[Collected data entries]

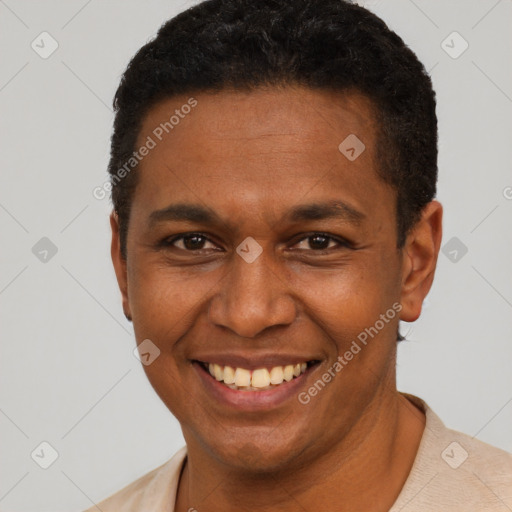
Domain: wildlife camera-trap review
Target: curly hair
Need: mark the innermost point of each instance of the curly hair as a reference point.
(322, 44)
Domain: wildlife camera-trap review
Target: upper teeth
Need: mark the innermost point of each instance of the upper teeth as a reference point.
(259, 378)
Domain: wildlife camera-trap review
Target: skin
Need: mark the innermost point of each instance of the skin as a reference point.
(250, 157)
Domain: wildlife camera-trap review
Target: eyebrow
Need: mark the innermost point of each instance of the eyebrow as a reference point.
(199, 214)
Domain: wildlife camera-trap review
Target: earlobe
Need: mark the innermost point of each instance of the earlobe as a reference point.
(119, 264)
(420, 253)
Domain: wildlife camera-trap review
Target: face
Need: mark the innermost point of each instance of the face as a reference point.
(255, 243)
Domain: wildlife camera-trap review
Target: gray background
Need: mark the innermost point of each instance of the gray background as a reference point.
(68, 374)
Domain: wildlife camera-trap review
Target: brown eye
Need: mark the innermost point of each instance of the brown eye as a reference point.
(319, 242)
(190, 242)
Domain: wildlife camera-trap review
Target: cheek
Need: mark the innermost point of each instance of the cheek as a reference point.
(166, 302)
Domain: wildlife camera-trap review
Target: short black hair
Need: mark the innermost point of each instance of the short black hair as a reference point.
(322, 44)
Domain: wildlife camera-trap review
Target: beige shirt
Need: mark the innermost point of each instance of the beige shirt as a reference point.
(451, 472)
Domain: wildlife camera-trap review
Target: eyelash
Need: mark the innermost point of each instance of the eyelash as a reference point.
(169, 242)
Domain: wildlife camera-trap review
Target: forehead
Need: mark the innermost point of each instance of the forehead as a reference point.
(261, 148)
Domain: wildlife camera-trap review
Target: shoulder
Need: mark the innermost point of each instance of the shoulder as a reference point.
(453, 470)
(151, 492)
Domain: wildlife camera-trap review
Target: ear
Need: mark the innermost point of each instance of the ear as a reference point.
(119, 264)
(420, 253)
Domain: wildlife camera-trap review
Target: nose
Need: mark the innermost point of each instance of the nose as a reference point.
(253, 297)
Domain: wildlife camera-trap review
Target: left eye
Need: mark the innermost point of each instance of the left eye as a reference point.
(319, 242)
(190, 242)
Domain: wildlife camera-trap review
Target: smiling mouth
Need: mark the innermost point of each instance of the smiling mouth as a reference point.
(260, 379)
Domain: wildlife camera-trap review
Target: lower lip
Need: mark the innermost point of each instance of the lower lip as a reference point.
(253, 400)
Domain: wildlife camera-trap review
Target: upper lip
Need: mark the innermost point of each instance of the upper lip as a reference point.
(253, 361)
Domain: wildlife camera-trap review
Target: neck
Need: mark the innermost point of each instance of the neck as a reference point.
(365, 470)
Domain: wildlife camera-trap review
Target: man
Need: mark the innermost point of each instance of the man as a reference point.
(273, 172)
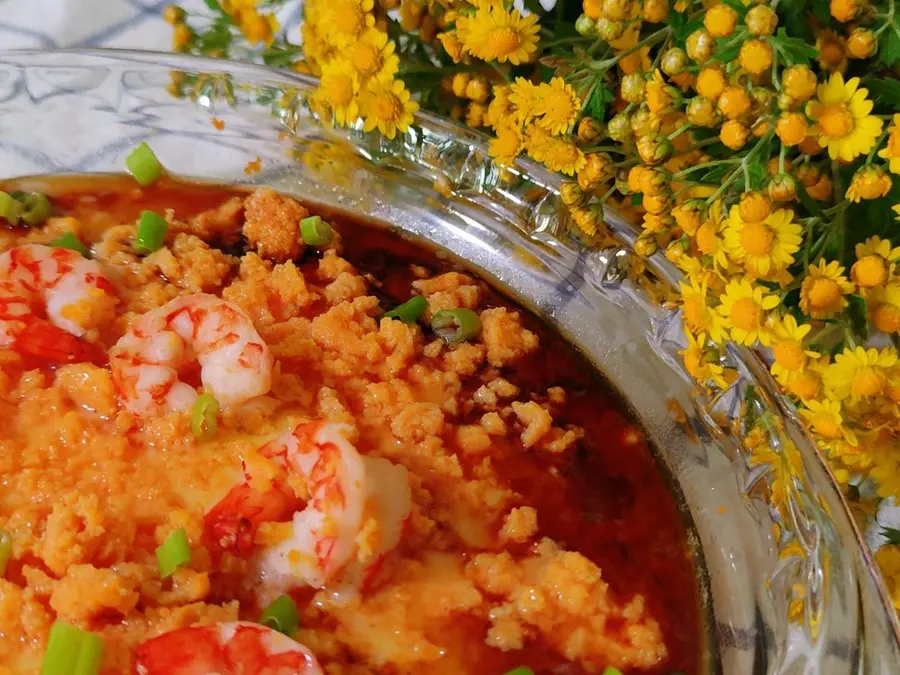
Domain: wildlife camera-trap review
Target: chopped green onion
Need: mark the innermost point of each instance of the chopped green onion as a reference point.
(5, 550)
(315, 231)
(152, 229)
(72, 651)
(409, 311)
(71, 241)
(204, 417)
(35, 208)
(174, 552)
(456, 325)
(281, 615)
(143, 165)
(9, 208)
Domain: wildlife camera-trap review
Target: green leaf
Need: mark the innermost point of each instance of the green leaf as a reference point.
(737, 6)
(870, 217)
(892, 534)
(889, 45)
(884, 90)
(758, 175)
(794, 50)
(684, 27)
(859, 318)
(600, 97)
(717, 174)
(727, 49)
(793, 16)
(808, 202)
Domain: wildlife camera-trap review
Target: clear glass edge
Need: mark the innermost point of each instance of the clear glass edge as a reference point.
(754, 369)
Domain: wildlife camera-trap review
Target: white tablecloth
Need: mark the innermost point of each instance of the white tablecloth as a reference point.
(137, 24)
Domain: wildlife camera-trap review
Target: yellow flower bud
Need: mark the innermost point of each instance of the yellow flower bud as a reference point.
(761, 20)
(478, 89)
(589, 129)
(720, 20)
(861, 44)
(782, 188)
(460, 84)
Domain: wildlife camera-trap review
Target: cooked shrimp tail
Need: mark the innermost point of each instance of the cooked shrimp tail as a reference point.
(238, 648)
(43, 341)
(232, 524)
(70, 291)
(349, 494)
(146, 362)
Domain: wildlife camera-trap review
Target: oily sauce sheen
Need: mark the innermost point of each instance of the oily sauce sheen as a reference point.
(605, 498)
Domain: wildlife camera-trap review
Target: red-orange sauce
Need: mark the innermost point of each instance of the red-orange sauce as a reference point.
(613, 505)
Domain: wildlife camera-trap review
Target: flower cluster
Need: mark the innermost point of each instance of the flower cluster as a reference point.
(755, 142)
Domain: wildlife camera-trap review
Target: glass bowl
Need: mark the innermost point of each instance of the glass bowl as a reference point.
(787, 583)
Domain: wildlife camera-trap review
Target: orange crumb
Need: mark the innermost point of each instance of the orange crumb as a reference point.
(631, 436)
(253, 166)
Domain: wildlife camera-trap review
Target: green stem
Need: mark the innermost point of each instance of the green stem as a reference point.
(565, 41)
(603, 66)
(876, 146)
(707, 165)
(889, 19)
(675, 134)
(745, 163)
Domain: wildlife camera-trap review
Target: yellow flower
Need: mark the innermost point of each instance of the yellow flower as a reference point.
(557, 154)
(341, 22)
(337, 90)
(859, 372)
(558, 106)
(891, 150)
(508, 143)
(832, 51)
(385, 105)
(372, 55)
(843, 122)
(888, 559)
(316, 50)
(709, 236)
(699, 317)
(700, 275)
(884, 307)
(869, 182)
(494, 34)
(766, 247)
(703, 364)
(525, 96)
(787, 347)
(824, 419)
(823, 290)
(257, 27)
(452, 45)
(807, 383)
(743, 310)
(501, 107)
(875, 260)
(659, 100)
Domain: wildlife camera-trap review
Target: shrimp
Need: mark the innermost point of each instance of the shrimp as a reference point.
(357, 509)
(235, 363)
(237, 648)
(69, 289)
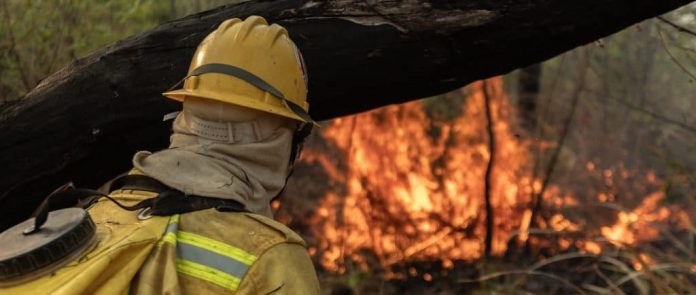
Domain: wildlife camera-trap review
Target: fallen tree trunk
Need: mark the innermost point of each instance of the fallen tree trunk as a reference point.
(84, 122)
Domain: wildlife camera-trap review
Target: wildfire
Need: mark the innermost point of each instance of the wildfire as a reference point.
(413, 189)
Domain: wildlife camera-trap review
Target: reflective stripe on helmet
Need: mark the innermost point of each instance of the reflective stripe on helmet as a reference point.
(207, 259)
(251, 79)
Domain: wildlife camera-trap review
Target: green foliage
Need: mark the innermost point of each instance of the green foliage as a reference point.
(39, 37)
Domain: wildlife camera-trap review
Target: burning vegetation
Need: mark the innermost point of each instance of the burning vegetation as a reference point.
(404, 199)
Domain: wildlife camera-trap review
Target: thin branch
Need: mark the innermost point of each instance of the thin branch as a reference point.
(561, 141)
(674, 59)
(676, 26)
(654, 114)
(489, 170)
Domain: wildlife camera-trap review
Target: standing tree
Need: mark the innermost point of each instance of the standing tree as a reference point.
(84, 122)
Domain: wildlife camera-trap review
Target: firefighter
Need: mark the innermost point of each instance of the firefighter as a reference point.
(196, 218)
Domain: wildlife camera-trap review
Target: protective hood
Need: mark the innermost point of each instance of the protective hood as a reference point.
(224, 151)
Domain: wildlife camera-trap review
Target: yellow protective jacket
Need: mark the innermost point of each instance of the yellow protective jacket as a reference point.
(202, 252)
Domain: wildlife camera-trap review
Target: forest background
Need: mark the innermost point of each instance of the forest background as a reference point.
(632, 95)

| PROBLEM TO SOLVE |
Which lines in the entries above contain the string "fallen"? Report each such line in full. Matching is case-sensitive.

| RESULT BELOW |
Target: fallen tree trunk
Need: mark the innermost point of each instance of the fallen tree trunk as a reference point.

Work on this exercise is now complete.